**Set problem A**
In the preneed blog post, what accounts for most of the complaints received by the Maryland State Board of Morticians & Funeral Directors?
**Set problem B**
Write the next part of the preneed blog post, starting after its final sentence.

**Given passage**
Federally chartered fiduciaries will need to determine how significant a block of business Indiana represents to their death care business.  These fiduciaries will also need to monitor other states to see whether the Indiana law represents a trend that other state legislatures will follow. 

Death care companies and consumers will need to anticipate an increase in the cost of fiduciary services.   The old adage "you get what you pay for" has a double-edged application to the death care fiduciary environment.  The security sought by consumers and cemeteries/funeral homes will come at a cost.  To minimize the cost of the new obligation to provide distribution oversight, death care companies and fiduciaries will need to explore standardized examination procedures or the reliance on established audit procedures.   Death care companies will also have to be more receptive to trust instrument provisions intended to provide fiduciaries the power to say no, and protections when they do.

 

Maryland's Proposed Preneed Protection Fund: all things considered

It must be spring: preneed reform bills are sprouting like crocus. 

 

The direction taken by the Maryland and Tennessee legislatures in proposing protection funds drew recent criticism from the Funeral Consumers Alliance. While consumer advocates have some valid points regarding these legislative efforts, the obstacles facing states are far more complex than what most outsiders understand. For purposes of this blog entry, lets focus on Maryland and put Tennessee off to another day.

 

First, a distinction needs to be made between a state’s industry board and a state trade association. Some times the two cooperate to get legislation introduced and passed, and then sometimes the two are on very different pages. Most state industry boards are understaffed and under funded. A casual survey of the website for the Maryland State Board of Morticians & Funeral Directors reflects the Board has one inspector, excuse me, had one inspector, for all of the state’s funeral homes.   While the Board’s principal purpose is the “protection of the public's health and welfare through proper credentialing, examination, licensure, and discipline of morticians, funeral directors, surviving spouses, apprentices and funeral establishments in Maryland”, its newsletter suggests preneed has become its pressing problem.

 

Preneed accounts for most of the Board’s complaints, and the number of funeral homes that are late in filing their reports to the Board are substantial. Yet any thoughts the Board may have regarding enforcement actions must be tempered with the realities of its budget. As a self-supported entity, the Board’s resources are those fees it charges the state’s funeral homes and morticians, and there lies the first rub with the state’s trade association. What businessman doesn’t complain about the fees charged for licenses? Those complaints are invariably directed to the trade association, which in turn applies pressure on the board. 

 

But the fact something is broken with regard to preneed is not lost on either the Board or Maryland’s funeral director association. The association position for scrapping the CPA certification in favor of a protection fund probably signals the industry’s acknowledgment that this oversight approach is ineffective and a waste of resources. I have experienced the same frustration working with CPAs and auditors who held themselves as having experience with the death care industry. If each funeral home has to find a CPA to certify compliance with a state law like Maryland’s, HB 1090 may well represent a better application of the funeral home’s funds. However, the real problem with Maryland preneed is its preneed law and the lack of effective oversight.

**Stored data**
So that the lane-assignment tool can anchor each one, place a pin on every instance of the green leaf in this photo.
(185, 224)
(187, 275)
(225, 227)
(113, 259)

**Expected answer A**
Preneed.

**Expected answer B**
 

The dynamics of preneed reform are complicated, but there certain generalities that apply from state to state. No matter how bad your state law is, no one wants to open the law for the donnybrook that is sure to follow if all bars are removed. It doesn’t matter if the trusting is 100% or 80%. If you work in a 100% state, there will be a strident element that argues a lower percentage will open the floodgate to the unsavory characters of preneed (and the criticism of FCA). If you work in state such as Missouri, there is the position that opening the preneed law will invite restrictions that cut into the revenue streams that funeral homes have become dependent upon. However, these arguments are beginning to pale in the face of growing frauds and abuse. Most funeral directors understand that oversight is needed, but the challenge is how to achieve it efficiently on the limited resources available. Shifting the responsibility, as Indiana’s legislature is considering, to the fiduciary will not work. 

 

With regard to Maryland’s preneed law, I would offer the following recommendations:

 

  1. Require an independent, corporate trustee that can invest pursuant to the Prudent Investor Rule. Scrap the concept of letting a funeral home serve as a trustee (or escrow agent).   (And what is a trust that is insured by the FDIC?)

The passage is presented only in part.